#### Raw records
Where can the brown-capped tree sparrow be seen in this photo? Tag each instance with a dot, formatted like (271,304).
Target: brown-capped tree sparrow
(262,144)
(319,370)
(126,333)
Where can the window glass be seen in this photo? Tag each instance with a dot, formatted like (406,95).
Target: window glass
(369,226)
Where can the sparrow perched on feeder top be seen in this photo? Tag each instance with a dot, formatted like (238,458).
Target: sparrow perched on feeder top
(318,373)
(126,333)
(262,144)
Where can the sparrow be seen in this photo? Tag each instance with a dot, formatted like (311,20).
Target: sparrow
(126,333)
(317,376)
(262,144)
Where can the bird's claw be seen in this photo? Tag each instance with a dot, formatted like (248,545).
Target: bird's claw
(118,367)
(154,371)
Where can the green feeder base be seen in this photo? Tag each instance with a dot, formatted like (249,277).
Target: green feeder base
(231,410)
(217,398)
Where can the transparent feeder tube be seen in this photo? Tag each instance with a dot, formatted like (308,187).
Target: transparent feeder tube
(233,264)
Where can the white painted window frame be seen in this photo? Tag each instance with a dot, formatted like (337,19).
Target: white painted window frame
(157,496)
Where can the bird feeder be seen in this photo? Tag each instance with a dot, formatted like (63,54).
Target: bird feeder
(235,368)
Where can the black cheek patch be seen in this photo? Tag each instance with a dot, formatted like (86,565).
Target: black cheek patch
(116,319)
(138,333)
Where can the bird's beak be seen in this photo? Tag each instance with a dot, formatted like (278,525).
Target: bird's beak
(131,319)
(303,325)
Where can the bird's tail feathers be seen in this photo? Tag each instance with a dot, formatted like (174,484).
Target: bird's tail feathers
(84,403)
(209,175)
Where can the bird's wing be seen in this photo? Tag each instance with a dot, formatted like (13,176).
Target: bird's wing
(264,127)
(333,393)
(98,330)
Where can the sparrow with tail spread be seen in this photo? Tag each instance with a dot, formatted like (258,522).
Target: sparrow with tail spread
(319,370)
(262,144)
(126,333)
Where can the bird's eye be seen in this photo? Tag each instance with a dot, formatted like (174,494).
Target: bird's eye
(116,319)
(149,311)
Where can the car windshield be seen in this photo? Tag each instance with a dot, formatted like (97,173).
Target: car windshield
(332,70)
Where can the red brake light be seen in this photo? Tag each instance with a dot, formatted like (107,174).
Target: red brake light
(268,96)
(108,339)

#### Task statement
Switch each "Tag" in the entries above to "Mark", then give all the lines again with nothing else changed.

#### Correct answer
Where can the brown-capped tree sparrow be seen in this photo? Mark each instance with a dot, formatted like (271,304).
Target: brown-capped tree sparrow
(262,144)
(319,370)
(126,333)
Where can the window glass be seen in this photo? Mark each instance with a dot, formatted like (406,95).
Target: window glass
(369,226)
Where can the sparrow perched on feeder top be seen in this photo? Mark each instance with a dot, formatted like (238,458).
Target: sparrow perched on feeder top
(318,373)
(126,333)
(262,144)
Where can the sparrow be seen in this photo? Mark each instance with a dot, formatted like (311,20).
Target: sparrow
(126,333)
(317,376)
(262,144)
Where can the bird's claw be seen in this photo? Mark each instance with a dot, formatted like (248,545).
Target: bird's claw
(118,367)
(154,371)
Where can the green feeder base be seen in this photo? Mark each instance with a dot, formatted like (249,277).
Target: green feeder base
(231,410)
(217,398)
Where can the transparent feeder tube be seen in this photo? Mark each instance with a dot, formatted like (308,187).
Target: transparent feeder tube
(233,264)
Where can the white painted window frame be seen in this photo? Mark each instance with a dot, formatted like (337,19).
Target: white painted window frame
(157,496)
Where can the bird feeder be seen in this photo? Mark each instance with a dot, formatted like (63,54).
Target: bird feeder
(235,368)
Where can the black cheek patch be seen in this photo? Mark each instance with a dot, formatted like (86,565).
Target: black cheek patch
(116,319)
(138,333)
Where can the bird's beak be seen in this photo? Mark each instance with a dot, formatted like (278,525).
Target: bird's beak
(131,319)
(303,325)
Where can the bird's tail feathers be seen in this photo? Mark each instance with a dot, formatted like (174,484).
Target: bird's tail feathers
(84,403)
(209,175)
Where can the bird's wing be seen in this photo? Mark each instance with a dot, formatted like (13,176).
Target: bird's wing
(264,127)
(333,393)
(98,330)
Where can the sparrow with tail spread be seen in this photo? Mark each instance with a dot, formatted like (258,522).
Target: sparrow with tail spread
(319,370)
(262,144)
(126,333)
Where can the bird's eye be seen in this photo? Mark each instance with a dot, formatted like (174,494).
Target: bird's eye
(116,319)
(149,311)
Where can the car windshield be seen in this photo? Mark each instance with a dot, formatted like (97,173).
Target: car windshield
(332,70)
Where can the red brake light be seen in this photo? Mark each instance with a dot, formatted like (107,174).
Target: red brake light
(268,96)
(108,339)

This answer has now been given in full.